→ Work instruction
When the line with "A point belongs on each instance of the boy's ear." appears below, start repeating lines exactly, and keep going through the line with "A point belongs on each instance of the standing"; add nothing outside that span.

→ Provided entries
..........

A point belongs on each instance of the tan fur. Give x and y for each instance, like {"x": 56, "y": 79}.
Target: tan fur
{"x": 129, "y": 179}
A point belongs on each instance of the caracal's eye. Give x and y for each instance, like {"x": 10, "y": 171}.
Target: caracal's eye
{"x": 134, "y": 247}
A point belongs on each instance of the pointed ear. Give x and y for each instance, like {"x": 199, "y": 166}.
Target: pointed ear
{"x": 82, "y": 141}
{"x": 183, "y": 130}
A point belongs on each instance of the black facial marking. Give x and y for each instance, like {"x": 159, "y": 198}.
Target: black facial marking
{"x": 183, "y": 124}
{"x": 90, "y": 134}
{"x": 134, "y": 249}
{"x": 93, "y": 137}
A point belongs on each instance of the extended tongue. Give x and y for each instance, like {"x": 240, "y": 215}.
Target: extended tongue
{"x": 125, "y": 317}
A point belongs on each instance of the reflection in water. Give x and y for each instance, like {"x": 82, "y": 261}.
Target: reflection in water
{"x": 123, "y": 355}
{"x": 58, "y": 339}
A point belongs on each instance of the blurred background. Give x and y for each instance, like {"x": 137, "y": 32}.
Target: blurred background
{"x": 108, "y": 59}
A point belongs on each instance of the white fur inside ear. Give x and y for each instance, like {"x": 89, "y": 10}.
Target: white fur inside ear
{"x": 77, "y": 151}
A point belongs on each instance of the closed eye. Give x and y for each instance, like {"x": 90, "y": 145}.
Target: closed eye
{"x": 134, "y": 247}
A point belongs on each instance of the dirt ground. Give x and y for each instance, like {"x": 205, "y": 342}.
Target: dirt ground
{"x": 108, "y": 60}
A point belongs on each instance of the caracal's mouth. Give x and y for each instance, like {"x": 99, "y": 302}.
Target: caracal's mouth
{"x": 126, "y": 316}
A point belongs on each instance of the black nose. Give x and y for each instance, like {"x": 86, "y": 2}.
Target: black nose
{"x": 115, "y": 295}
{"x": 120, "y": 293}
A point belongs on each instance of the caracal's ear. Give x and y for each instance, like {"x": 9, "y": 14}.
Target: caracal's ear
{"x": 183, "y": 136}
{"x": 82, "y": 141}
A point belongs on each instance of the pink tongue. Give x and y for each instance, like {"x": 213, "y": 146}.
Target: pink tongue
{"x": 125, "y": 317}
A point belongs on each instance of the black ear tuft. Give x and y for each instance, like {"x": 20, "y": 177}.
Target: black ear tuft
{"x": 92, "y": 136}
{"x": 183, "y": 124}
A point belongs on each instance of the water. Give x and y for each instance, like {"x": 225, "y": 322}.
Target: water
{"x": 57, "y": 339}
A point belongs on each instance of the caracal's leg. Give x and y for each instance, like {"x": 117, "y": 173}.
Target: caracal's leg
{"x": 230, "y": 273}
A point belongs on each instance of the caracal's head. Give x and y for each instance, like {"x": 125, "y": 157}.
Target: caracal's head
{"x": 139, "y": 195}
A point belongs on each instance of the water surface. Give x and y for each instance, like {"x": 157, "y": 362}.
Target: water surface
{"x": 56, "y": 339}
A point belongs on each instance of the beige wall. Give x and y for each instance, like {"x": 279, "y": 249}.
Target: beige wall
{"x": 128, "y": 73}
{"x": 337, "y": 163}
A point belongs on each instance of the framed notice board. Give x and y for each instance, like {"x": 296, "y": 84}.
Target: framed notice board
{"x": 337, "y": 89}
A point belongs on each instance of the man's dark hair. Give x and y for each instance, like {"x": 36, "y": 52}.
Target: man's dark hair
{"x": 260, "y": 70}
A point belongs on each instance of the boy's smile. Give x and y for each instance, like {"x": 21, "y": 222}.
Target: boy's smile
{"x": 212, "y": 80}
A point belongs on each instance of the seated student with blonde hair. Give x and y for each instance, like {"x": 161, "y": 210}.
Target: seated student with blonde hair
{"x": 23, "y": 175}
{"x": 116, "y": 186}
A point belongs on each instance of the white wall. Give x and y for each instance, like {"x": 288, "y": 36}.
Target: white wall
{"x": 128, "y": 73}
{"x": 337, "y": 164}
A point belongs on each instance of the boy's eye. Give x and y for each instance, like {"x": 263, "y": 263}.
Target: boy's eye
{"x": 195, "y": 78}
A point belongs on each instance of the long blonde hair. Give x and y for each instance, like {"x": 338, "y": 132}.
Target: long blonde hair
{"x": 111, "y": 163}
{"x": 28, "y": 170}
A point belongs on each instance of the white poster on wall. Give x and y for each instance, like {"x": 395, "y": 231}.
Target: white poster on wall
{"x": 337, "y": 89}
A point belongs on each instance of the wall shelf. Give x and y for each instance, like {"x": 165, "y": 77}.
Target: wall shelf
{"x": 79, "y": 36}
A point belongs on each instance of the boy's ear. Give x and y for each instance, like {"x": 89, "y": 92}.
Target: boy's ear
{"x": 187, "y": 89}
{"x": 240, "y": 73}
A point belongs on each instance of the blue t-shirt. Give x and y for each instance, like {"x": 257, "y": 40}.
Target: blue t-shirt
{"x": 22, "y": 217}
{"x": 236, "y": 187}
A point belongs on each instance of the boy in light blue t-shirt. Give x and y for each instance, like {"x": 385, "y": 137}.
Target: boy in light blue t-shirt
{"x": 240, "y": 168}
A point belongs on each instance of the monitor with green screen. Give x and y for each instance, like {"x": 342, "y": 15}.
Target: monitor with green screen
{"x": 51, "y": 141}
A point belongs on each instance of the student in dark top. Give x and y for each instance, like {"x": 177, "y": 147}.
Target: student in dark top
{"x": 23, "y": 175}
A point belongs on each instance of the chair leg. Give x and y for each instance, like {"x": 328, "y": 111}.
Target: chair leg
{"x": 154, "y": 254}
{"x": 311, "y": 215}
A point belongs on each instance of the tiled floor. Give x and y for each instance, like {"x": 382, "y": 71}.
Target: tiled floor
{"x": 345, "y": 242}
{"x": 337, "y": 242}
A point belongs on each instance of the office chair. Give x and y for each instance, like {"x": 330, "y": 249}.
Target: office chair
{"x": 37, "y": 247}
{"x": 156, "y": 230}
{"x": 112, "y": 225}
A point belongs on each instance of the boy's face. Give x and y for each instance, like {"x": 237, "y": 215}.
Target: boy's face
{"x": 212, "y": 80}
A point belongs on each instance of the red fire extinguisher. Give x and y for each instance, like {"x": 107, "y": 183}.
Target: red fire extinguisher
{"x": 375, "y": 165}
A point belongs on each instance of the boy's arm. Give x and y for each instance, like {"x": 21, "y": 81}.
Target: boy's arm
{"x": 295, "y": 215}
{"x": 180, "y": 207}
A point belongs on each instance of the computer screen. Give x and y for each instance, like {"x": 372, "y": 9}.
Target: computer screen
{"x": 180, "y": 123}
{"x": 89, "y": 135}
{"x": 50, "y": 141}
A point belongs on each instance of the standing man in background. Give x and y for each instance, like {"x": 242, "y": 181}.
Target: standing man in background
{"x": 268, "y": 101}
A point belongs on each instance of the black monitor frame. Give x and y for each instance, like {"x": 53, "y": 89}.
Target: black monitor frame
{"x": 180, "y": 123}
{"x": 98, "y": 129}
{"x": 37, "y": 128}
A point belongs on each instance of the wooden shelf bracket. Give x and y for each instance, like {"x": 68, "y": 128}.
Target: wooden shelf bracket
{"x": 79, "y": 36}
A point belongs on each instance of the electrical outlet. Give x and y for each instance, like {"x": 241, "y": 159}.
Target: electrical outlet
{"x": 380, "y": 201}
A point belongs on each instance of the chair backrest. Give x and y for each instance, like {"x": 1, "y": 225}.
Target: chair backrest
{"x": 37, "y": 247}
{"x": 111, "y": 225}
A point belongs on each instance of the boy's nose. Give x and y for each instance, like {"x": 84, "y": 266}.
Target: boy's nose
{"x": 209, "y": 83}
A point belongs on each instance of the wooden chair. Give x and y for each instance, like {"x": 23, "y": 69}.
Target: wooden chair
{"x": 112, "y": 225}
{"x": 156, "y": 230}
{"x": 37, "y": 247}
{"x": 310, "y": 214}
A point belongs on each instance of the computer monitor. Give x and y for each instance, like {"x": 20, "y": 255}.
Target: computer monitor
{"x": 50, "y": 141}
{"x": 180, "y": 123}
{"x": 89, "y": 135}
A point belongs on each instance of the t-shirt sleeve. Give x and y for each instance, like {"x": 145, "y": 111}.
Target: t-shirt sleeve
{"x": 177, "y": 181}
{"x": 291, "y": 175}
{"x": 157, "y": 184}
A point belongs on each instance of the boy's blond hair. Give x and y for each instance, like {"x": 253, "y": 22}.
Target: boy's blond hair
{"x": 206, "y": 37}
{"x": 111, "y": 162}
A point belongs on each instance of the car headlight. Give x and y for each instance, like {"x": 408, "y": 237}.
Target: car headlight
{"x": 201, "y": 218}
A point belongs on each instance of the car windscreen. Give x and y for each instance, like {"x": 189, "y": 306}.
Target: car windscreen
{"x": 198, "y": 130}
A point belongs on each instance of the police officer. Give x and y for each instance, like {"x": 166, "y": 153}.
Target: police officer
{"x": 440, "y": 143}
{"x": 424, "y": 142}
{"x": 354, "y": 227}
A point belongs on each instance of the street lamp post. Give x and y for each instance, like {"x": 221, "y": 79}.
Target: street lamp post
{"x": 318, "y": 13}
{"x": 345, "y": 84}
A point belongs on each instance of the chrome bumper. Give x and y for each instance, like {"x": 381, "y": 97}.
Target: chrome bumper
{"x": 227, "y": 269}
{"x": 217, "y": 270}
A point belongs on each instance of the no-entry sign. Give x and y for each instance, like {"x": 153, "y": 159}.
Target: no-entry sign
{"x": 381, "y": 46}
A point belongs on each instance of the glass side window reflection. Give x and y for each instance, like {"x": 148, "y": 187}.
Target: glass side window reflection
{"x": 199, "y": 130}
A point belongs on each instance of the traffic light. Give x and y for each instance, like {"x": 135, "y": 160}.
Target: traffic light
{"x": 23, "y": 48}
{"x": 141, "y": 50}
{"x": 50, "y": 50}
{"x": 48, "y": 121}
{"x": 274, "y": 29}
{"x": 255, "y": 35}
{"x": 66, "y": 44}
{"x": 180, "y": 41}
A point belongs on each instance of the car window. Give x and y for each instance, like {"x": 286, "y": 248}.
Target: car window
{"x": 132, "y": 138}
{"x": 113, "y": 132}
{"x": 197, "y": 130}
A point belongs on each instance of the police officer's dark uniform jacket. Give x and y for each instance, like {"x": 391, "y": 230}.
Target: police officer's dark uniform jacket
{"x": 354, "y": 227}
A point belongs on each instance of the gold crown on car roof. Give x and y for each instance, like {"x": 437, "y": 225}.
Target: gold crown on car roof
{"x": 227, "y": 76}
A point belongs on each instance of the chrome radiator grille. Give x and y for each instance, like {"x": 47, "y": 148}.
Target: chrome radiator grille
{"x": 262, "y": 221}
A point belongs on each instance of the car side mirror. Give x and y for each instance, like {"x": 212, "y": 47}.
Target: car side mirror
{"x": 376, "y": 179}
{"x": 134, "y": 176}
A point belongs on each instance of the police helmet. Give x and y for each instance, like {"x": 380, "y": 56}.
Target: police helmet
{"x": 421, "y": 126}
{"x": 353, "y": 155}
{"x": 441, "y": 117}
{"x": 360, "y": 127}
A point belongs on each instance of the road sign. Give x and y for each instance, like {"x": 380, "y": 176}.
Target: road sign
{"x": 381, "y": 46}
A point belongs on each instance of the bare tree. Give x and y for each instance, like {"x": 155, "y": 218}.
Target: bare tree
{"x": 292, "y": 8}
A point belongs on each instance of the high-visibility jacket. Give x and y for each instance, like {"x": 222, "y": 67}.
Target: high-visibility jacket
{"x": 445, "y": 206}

..........

→ Your response
A point belongs on each instance of the boy's ear. Give x and y for each instance, like {"x": 89, "y": 92}.
Target: boy's ear
{"x": 187, "y": 89}
{"x": 240, "y": 73}
A point belongs on each instance of the blue t-shirt. Give x and y for each instance, like {"x": 257, "y": 40}.
Target: blue t-shirt
{"x": 22, "y": 217}
{"x": 236, "y": 187}
A point belongs on each instance of the boy in light blue t-shirt. Give x and y for each instance, like {"x": 385, "y": 137}.
Target: boy in light blue t-shirt
{"x": 240, "y": 168}
A point belongs on each instance of the monitor with green screen. Give x and y for each instance, like {"x": 342, "y": 15}.
Target: monitor with green screen
{"x": 51, "y": 141}
A point belongs on each instance of the student in dark top. Give x and y for each instance, like {"x": 177, "y": 147}.
Target: student in dark top
{"x": 23, "y": 175}
A point belongs on each instance of the chair leg. Give x and y for each instance, like {"x": 328, "y": 111}.
Target: chair leg
{"x": 154, "y": 254}
{"x": 311, "y": 215}
A point belongs on each instance of the tiled floor. Give x and y for each instance, like {"x": 382, "y": 71}.
Target: tiled floor
{"x": 345, "y": 242}
{"x": 337, "y": 242}
A point belongs on each instance of the office chair. Give x and y for each instance, like {"x": 330, "y": 249}.
Target: office chair
{"x": 37, "y": 247}
{"x": 156, "y": 230}
{"x": 112, "y": 225}
A point belongs on each instance of the boy's face. Give x and y for each instance, like {"x": 237, "y": 215}.
Target: boy's face
{"x": 212, "y": 80}
A point belongs on each instance of the red fire extinguisher. Give x and y for each instance, like {"x": 107, "y": 183}.
Target: red fire extinguisher
{"x": 375, "y": 165}
A point belongs on each instance of the boy's arm. Give x and y for each instance, like {"x": 21, "y": 81}.
Target: boy's arm
{"x": 295, "y": 215}
{"x": 180, "y": 207}
A point belongs on each instance of the computer screen. Give x and y for each instance, like {"x": 372, "y": 9}.
Target: computer screen
{"x": 180, "y": 123}
{"x": 89, "y": 135}
{"x": 50, "y": 141}
A point belongs on each instance of the standing man in background. Give x and y for each instance, like {"x": 242, "y": 181}.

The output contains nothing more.